→ **WHAT YOU HAVE TO DO**
The string "logo" may appear in lines of the listing. Report each line where it does.

→ **DATASET EXCERPTS**
*** Block opens ***

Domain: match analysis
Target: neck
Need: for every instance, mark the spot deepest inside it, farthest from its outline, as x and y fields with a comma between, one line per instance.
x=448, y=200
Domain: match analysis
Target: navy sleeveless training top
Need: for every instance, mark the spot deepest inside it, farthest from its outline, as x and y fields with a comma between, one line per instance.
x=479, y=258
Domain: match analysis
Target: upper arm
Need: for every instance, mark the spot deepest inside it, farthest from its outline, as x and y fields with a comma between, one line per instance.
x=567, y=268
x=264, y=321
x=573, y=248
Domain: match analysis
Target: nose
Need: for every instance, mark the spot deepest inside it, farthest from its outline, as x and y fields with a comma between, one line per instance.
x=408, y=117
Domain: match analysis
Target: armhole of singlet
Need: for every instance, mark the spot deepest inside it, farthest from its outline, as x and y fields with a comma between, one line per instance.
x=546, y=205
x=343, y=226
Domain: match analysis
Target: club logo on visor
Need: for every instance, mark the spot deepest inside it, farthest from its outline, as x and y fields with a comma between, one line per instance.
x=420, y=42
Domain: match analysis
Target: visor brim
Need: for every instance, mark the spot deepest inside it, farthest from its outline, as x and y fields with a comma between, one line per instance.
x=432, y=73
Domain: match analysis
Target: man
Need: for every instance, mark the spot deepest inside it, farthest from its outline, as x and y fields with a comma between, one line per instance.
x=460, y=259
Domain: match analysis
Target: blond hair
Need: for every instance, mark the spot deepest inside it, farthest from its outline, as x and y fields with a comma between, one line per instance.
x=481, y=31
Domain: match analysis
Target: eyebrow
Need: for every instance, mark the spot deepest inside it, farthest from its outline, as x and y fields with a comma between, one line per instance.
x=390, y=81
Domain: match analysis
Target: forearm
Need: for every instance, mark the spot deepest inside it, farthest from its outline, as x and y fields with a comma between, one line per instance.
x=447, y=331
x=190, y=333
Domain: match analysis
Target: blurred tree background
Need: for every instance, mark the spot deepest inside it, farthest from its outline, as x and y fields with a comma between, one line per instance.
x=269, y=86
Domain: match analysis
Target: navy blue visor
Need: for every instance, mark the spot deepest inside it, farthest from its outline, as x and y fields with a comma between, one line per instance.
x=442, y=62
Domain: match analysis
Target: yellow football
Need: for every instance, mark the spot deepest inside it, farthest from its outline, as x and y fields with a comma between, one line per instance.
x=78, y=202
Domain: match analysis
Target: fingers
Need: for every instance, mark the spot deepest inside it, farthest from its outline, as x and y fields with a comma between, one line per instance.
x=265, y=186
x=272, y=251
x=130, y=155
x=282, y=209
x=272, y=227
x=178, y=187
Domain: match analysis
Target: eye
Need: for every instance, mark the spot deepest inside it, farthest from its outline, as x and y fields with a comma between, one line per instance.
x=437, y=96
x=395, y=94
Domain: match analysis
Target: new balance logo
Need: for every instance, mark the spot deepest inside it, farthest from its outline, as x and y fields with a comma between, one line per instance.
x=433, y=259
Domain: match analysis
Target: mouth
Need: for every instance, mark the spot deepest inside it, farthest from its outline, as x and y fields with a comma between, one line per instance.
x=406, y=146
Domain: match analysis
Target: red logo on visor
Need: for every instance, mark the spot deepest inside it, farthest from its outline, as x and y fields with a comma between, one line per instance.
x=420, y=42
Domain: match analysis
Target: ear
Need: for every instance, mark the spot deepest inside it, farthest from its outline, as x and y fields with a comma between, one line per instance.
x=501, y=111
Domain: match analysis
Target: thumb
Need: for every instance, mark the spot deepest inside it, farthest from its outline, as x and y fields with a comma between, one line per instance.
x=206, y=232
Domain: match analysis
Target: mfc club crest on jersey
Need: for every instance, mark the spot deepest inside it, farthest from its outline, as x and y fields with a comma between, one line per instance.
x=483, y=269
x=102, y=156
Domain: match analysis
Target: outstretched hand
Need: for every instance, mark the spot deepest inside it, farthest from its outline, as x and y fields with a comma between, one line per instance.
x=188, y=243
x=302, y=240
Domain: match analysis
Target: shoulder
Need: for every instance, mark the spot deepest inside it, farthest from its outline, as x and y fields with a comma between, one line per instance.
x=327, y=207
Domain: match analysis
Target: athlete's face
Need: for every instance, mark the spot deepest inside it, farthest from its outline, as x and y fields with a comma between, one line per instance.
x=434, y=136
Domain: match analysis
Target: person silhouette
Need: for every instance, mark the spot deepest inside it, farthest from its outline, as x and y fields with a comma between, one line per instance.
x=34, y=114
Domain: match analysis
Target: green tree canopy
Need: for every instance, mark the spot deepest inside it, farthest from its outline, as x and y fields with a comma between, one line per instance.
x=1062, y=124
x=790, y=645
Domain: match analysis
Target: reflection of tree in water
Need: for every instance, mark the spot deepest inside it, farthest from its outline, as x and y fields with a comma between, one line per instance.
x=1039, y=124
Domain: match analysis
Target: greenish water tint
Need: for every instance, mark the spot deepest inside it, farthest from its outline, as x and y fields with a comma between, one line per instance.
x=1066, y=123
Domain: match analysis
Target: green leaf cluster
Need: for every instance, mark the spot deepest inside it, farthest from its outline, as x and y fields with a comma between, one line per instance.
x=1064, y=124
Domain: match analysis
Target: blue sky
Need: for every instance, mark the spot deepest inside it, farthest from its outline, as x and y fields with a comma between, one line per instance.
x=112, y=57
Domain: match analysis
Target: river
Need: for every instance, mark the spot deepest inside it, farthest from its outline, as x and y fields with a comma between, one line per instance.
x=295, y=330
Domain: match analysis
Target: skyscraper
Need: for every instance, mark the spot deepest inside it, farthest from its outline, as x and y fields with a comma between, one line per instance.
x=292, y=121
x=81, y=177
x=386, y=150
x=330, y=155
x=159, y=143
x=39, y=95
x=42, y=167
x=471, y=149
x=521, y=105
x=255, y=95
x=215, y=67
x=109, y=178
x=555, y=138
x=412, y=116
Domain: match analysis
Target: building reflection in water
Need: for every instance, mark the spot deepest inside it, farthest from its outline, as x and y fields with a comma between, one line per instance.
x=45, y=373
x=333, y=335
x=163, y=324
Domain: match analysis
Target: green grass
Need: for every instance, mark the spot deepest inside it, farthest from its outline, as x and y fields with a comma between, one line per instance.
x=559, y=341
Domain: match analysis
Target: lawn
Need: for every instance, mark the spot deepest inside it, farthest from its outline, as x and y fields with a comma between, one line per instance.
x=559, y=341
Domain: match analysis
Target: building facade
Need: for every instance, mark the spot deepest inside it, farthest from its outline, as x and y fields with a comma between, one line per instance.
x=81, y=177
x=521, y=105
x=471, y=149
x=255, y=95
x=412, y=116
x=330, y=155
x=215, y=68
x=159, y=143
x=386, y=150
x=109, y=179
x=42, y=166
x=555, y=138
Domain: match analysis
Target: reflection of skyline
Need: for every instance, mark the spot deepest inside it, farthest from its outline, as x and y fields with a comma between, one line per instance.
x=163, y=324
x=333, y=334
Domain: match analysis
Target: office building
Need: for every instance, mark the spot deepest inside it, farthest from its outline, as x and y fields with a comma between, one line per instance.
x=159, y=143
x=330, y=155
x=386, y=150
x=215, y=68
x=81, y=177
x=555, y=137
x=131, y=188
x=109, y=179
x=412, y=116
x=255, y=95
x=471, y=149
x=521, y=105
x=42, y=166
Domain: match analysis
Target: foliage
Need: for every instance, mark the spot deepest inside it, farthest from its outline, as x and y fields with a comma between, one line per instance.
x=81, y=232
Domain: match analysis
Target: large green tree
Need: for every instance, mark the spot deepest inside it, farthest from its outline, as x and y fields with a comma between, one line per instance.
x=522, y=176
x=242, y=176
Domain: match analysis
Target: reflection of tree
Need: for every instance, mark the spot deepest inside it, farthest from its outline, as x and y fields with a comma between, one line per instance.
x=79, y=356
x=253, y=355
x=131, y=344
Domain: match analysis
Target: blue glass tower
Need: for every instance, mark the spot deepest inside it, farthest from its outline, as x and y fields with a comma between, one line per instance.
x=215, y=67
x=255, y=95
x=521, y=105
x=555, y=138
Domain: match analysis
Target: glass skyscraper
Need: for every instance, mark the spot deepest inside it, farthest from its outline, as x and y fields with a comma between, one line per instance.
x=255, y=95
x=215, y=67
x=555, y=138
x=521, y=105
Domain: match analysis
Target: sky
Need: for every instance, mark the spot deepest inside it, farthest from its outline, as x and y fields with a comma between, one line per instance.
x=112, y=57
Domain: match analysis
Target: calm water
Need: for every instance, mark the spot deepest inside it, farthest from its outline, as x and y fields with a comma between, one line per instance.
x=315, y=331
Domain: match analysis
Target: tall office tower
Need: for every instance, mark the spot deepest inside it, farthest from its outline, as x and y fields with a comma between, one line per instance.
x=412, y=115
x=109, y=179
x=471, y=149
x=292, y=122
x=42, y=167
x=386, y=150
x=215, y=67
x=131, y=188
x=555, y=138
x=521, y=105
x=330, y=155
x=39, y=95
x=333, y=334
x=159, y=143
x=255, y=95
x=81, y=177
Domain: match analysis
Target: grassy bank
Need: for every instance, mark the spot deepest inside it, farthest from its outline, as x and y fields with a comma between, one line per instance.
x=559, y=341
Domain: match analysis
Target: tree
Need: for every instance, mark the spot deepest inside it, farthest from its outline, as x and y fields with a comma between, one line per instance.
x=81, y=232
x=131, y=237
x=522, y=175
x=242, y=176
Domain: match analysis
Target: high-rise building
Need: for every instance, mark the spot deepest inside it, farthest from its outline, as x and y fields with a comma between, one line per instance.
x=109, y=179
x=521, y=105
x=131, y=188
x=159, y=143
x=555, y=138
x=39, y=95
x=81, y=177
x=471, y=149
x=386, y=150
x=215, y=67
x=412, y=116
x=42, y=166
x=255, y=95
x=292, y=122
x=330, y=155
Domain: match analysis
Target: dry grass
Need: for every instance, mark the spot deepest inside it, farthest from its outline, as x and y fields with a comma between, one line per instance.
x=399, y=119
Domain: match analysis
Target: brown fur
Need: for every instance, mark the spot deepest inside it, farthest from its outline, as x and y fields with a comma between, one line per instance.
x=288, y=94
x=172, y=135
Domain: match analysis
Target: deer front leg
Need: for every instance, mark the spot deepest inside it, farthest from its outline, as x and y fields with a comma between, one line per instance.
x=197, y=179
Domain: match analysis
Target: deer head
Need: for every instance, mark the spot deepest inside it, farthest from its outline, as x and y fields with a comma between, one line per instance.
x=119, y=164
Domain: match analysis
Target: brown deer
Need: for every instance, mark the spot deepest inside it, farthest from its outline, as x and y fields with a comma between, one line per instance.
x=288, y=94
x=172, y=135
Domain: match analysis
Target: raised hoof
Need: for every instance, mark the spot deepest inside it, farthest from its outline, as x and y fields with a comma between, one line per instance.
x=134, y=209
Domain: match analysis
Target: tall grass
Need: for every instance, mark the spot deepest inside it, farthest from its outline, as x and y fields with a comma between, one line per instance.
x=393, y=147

*** Block closes ***

→ **WRITTEN RESPONSE**
Target: club logo on visor
Target: new balance logo
Target: red logo on visor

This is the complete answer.